(QUOTED TEXT)
^^^^
7.             Releases.  Guarantor consents and agrees that, without notice to or by Guarantor and without affecting or impairing the obligations of Guarantor hereunder, Bank may, by action or inaction:

 

(a)           compromise, settle, extend the duration or the time for the payment of, or discharge the performance of, or may refuse to or otherwise not enforce the Term Loan Documents;

 

(b)           release all or any one or more parties to any one or more of the Term Loan Documents or grant other indulgences to Borrower in respect thereof;

 

4



 

(c)           amend or modify in any manner and at any time (or from time to time) any of the Term Loan Documents; or

 

(d)           release or substitute any other guarantor, if any, of the Guaranteed Obligations, or enforce, exchange, release (by action or inaction), or waive any security for the Guaranteed Obligations (including, the collateral referred to in Section 18 hereof) or any other guaranty of the Guaranteed Obligations, or any portion thereof.
^^^^
(MATERIAL FOR THIS EXERCISE)
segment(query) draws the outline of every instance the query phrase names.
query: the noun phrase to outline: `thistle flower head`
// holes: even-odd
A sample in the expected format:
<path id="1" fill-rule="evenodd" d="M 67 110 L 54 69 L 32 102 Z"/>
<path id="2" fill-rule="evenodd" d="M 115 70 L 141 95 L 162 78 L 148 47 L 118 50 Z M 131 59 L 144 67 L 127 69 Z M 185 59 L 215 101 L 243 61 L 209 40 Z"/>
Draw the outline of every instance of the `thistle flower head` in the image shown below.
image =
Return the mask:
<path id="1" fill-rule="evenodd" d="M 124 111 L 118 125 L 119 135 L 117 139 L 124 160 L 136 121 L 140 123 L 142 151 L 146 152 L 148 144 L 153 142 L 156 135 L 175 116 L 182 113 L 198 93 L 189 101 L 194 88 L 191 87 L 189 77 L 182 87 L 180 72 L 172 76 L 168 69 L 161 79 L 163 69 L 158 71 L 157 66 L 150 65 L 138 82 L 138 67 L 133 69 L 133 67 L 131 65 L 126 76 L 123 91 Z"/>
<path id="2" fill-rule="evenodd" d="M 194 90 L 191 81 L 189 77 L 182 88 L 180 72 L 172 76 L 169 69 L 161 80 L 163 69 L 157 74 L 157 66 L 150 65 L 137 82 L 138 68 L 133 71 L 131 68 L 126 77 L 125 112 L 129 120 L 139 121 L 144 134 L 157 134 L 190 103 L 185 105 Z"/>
^^^^
(WHAT YOU NEED TO DO)
1. Count the lines of the listing that contain the string "image", and give only the number.
2. Write the next part of the guaranty passage on the bank's release rights, starting after its last sentence.
The guaranty passage and the listing have no connection to each other.

(EXPECTED RESULTS)
1. 2

2.
8.             No Election.  Bank shall have the right to seek recourse against Guarantor to the fullest extent provided for herein, and no election by Bank to proceed in one form of action or proceeding, or against any party, or on any obligation, shall constitute a waiver of Bank’s right to proceed in any other form of action or proceeding or against other parties unless Bank has expressly waived such right in writing.  Specifically, but without limiting the generality of the foregoing, no action or proceeding by Bank under any document or instrument evidencing the Guaranteed Obligations shall serve to diminish the liability of Guarantor under this Guaranty except to the extent that Bank finally and unconditionally shall have realized indefeasible payment by such action or proceeding.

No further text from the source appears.